▶ Exercise requirements
Once you reach the line containing "Target: white truck cab" in the entries below, write out that line and each one after it down to the line containing "Target: distant truck", exactly and with nothing added.

▶ Available records
--------------------

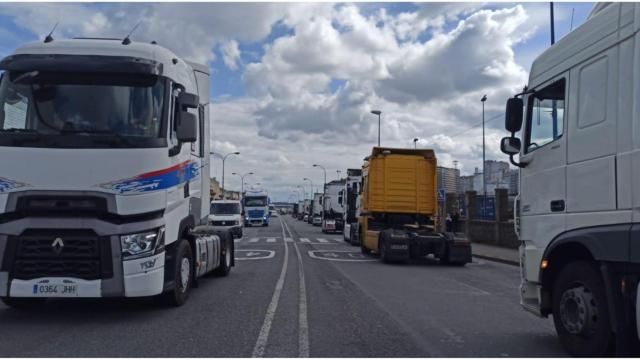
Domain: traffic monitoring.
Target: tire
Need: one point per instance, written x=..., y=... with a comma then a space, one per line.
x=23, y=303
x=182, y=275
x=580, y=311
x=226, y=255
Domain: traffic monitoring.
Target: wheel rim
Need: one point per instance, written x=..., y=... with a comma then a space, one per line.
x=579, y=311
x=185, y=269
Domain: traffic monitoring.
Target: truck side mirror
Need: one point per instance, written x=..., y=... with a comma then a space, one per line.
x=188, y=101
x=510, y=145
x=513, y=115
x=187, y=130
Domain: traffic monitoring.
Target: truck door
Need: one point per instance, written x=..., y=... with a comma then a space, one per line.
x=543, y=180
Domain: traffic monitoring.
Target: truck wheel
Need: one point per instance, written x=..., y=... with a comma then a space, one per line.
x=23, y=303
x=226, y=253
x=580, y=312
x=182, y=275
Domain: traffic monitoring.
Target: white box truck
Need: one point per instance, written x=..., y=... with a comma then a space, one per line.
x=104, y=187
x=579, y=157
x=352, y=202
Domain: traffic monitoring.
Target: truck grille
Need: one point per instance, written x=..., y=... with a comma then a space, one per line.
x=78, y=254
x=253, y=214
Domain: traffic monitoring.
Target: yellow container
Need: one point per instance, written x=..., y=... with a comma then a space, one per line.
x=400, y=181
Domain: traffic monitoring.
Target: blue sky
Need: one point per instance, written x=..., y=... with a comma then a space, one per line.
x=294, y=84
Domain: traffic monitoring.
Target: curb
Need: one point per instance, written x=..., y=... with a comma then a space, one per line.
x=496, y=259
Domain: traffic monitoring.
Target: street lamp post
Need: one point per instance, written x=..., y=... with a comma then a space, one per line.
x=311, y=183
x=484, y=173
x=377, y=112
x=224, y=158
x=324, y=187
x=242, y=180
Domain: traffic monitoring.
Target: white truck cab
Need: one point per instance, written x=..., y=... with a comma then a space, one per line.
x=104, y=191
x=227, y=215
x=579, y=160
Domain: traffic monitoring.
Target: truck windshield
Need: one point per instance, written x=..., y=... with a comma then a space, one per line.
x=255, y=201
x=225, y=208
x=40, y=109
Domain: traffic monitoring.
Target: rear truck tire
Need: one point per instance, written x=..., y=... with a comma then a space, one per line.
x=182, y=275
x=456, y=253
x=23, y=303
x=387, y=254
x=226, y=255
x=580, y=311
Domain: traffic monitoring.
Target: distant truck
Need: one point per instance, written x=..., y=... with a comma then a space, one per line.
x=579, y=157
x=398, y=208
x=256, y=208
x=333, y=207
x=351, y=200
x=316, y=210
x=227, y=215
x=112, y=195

--------------------

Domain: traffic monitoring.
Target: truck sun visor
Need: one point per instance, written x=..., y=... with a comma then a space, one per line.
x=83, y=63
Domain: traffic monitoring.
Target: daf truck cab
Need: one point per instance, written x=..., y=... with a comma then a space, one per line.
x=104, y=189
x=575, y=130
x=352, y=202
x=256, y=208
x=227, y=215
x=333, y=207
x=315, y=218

--------------------

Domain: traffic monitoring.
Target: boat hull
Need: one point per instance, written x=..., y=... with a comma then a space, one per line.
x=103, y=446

--------------------

▶ Solved exercise
Target: white truck cab
Need: one point per instance, written x=..., y=... with a comma then a space, one per line.
x=104, y=191
x=227, y=215
x=579, y=160
Domain: traffic monitoring.
Target: truck windshield
Need: one point per instance, written x=..., y=... with a comma then a space, one per line.
x=255, y=201
x=225, y=208
x=40, y=109
Domain: traffic monitoring.
Target: rear truck tire
Need: one point per instance, written x=..., y=... with a comma then a space, one per line.
x=182, y=275
x=456, y=253
x=23, y=303
x=387, y=254
x=226, y=255
x=580, y=311
Domain: traffic monitoring.
Target: distant truck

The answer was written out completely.